*CHALLENGE 1*. Please output the portion of the palm-climbing thread between "## Hoowasat (Jun 18, 2014)" and "ladder I have.", inclusive.

*GIVEN TEXT*.
>>>>
# Best/safest way to climb a palm



## JAXJEREMY (Jun 18, 2014)

I have a palm tree that has gotten too tall for normal pruning and I need to be able to get up about 15 feet to reach the dead fronds. Any recommendations on the best gear for some like this? I was considering a tree climbing device like what hunters use, but wasn't sure if that was the safest way to go. Thanks.


----------



## Hoowasat (Jun 18, 2014)

Only 15 feet? I'd use a ladder.


----------



## JAXJEREMY (Jun 19, 2014)

Maybe I'm underestimating. It could be more like 25 feet..It's a struggle getting to the top fronds with 20 ft ladder I have.


----------



## Hoowasat (Jun 19, 2014)

You could spend a whole lot more in climbing gear than what a 28' or 32' ladder would cost. I climb when I have to, but I use my 32' ladder when it will reach the work area.


----------



## JAXJEREMY (Jun 19, 2014)

good point..guess I could always get a taller ladder..


----------



## Hoowasat (Jun 19, 2014)

Remember to secure (tie off) the ladder to the tree before you start doing any work up there.


----------



## jefflovstrom (Jun 19, 2014)

Hoowasat said:


> Remember to secure (tie off) the ladder to the tree before you start doing any work up there.



And a guy for help. Hold the ladder for you or make a call for you.
Jeff


----------



## TheJollyLogger (Jun 19, 2014)

Silky hayauchi pole saw


----------



## BuckmasterStumpGrinding (Jun 19, 2014)

If you are going to be working off a ladder 25' in the air you need some sort of safety line. A saddle with a lanyard that is choked around the trunk would be the preferred way.


----------



## JAXJEREMY (Jun 20, 2014)

definitely a good idea to tie off.. I had not considered that...I'll take a picture of the tree this weekend so you can see what I'm talking about. the way the base of the old fronds stay on the tree after their cut makes it difficult to firmly secure the ladder.


----------



## BuckmasterStumpGrinding (Jun 20, 2014)

Then use a ladder and pole saw. A silky is overkill if you are not going to be using it all the time. Get a corona from a hardware store. If you feel unstable trust your tie in. DO NOT DROP your pole saw if you start to fall. A pole saw blade will do serious damage with 6 inches of momentum. I would hate to imagine what 15 feet of momentum would do. Make sure to raise and lower it with the saw away from you (hold the handle and swing the tip around).


----------



## JAXJEREMY (Jun 20, 2014)

part of the problem I think is the pole saw I'm using..the blade is way too flimsy and is bending when I try to maneuver it among the fronds..I can't get enough up and down motion to effective saw..Might be worthwhile investing in a better pole saw..I'll check out the coronas. thanks.
<<<<
*MATERIALS PROVIDED*.
>>>>
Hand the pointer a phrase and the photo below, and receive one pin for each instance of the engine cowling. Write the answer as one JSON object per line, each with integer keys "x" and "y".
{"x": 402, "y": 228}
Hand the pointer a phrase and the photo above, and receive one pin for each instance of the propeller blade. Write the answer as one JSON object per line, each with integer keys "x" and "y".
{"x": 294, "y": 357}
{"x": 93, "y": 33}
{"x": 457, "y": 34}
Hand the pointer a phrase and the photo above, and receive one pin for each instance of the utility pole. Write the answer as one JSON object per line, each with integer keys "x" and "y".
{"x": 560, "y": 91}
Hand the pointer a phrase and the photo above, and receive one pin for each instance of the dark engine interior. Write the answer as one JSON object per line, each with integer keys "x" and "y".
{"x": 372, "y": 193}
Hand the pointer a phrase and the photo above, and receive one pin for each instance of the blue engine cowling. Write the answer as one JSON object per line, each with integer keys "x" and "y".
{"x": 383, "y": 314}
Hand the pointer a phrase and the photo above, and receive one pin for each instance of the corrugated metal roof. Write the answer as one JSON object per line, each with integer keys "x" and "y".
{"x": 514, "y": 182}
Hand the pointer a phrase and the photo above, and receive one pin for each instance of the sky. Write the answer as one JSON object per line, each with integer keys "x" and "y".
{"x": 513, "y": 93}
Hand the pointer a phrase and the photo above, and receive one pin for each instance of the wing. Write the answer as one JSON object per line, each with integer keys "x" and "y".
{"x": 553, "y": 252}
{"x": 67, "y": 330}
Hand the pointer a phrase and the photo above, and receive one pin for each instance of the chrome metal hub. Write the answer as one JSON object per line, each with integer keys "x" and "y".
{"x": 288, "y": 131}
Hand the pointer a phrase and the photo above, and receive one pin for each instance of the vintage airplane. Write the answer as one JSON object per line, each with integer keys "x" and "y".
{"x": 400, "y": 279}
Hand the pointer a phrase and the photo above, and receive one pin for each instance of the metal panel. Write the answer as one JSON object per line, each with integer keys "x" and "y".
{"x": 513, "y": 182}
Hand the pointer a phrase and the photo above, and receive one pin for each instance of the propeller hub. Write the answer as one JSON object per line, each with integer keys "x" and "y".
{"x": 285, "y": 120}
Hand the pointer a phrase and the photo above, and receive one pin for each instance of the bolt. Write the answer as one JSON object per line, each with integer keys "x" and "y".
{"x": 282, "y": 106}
<<<<
*CHALLENGE 2*. Format the lines of the records from the one containing "of the metal" through the last line of the records, inclusive, as a JSON list of strings with one string per line, omitting blank lines.

*TASK RESULT 1*.
## Hoowasat (Jun 18, 2014)

Only 15 feet? I'd use a ladder.


----------



## JAXJEREMY (Jun 19, 2014)

Maybe I'm underestimating. It could be more like 25 feet..It's a struggle getting to the top fronds with 20 ft ladder I have.

*TASK RESULT 2*.
[
  "Hand the pointer a phrase and the photo above, and receive one pin for each instance of the metal panel. Write the answer as one JSON object per line, each with integer keys \"x\" and \"y\".",
  "{\"x\": 513, \"y\": 182}",
  "Hand the pointer a phrase and the photo above, and receive one pin for each instance of the propeller hub. Write the answer as one JSON object per line, each with integer keys \"x\" and \"y\".",
  "{\"x\": 285, \"y\": 120}",
  "Hand the pointer a phrase and the photo above, and receive one pin for each instance of the bolt. Write the answer as one JSON object per line, each with integer keys \"x\" and \"y\".",
  "{\"x\": 282, \"y\": 106}"
]